**Your objective**
Looking at the listing below, work out the number of lines where the string "dark" shows up, and give that number only.

**Entries provided**
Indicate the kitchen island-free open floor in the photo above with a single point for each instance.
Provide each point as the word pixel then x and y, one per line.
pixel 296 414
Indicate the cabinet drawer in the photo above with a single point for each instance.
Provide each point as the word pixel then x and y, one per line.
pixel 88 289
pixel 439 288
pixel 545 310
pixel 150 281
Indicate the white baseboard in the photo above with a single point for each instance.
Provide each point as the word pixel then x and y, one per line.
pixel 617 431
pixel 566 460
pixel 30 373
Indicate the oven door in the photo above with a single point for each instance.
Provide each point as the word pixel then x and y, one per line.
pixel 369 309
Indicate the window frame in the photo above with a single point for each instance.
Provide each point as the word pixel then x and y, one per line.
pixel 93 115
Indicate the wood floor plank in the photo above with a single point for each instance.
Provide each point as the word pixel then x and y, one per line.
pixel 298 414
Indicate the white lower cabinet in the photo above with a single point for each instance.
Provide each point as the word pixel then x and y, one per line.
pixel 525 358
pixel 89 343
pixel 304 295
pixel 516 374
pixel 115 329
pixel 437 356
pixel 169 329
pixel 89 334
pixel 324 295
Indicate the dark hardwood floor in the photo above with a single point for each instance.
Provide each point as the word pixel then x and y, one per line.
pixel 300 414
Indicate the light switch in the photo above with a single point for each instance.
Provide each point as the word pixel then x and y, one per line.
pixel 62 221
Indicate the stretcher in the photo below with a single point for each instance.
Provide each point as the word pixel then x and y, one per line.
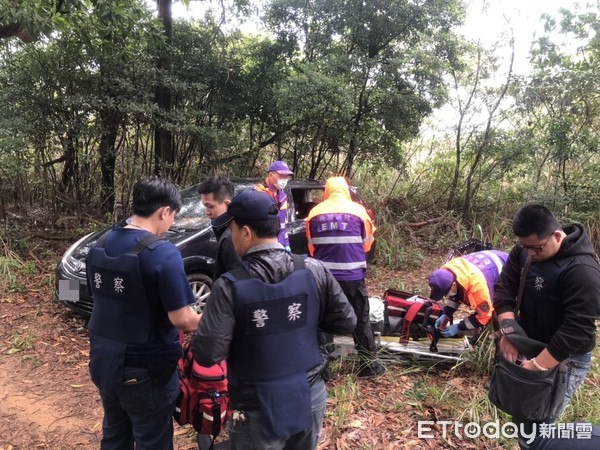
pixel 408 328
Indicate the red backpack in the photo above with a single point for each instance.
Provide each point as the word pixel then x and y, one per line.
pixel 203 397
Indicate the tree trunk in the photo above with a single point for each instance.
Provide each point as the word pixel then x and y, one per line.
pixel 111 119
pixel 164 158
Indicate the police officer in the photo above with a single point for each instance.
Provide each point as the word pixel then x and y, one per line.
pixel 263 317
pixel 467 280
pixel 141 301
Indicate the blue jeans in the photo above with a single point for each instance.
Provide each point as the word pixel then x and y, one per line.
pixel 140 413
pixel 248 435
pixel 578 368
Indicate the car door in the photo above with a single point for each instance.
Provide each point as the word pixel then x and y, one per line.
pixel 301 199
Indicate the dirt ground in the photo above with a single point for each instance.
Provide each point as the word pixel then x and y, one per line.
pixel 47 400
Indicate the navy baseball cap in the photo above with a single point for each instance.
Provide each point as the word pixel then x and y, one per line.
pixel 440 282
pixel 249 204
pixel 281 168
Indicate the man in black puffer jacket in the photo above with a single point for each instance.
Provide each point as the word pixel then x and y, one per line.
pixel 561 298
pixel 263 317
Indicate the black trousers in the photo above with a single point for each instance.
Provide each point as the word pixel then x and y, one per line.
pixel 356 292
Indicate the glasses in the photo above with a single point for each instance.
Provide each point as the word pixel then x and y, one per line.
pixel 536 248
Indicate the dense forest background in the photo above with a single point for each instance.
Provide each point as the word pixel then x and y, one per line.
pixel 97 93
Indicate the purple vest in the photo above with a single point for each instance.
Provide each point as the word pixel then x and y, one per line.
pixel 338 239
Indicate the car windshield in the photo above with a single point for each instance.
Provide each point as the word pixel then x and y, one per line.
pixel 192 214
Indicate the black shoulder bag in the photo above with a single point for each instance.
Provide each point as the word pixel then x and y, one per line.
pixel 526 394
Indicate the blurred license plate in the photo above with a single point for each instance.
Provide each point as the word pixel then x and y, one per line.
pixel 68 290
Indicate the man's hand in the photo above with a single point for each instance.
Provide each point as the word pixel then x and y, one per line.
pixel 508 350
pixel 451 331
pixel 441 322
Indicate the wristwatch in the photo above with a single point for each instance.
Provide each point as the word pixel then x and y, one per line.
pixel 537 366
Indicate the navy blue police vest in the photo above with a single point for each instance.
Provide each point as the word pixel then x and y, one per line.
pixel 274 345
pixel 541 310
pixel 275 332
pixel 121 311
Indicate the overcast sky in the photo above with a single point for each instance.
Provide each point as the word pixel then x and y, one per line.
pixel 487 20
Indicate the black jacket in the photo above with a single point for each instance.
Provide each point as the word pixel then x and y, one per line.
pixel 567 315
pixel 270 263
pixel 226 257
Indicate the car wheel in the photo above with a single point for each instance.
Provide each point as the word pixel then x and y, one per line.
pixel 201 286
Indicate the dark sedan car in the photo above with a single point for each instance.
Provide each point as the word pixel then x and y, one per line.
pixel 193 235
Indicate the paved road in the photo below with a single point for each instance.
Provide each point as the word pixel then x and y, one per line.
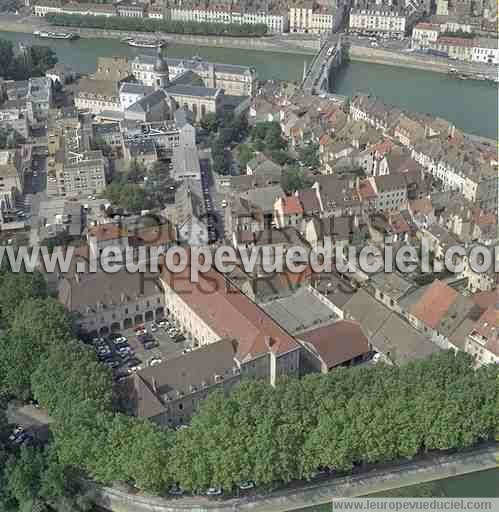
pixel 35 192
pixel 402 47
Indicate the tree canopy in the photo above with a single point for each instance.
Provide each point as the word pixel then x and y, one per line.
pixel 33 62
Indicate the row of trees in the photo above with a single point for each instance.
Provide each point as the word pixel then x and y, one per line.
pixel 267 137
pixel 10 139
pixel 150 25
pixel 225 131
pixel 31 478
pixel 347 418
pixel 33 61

...

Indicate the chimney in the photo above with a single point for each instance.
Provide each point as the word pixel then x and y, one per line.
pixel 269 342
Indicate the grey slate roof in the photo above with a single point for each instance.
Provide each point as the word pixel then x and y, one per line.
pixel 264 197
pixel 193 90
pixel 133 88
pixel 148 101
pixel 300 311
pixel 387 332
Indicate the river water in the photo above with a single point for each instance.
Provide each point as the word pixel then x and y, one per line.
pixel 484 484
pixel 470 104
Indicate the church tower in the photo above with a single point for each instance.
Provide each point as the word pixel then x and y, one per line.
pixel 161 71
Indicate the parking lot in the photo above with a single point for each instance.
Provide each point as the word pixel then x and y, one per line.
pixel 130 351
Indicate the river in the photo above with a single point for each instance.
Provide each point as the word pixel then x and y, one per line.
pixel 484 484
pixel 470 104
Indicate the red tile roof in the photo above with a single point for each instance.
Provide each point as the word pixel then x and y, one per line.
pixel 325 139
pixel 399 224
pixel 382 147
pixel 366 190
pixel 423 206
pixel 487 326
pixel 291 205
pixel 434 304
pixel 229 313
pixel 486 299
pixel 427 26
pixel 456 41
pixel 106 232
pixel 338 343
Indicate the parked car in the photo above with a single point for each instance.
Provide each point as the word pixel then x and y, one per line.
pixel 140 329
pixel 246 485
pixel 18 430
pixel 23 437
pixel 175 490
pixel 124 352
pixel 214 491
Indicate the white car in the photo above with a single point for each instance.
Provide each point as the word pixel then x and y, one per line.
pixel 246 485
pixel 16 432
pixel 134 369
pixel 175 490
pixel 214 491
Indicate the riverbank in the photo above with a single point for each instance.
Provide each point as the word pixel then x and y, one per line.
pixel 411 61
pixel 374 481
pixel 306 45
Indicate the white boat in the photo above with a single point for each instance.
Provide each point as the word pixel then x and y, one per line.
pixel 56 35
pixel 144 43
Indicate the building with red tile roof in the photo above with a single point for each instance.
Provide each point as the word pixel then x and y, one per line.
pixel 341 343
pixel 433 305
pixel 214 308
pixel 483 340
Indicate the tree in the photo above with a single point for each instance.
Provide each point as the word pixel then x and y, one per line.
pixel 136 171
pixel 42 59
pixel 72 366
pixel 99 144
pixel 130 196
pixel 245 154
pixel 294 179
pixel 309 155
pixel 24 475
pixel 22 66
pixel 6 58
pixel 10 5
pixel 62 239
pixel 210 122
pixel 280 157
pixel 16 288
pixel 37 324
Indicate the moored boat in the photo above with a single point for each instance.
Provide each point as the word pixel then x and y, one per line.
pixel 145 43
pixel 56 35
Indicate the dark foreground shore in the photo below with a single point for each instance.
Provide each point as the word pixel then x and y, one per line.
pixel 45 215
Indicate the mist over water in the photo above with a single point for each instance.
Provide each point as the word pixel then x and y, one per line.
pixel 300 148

**Solved problem**
3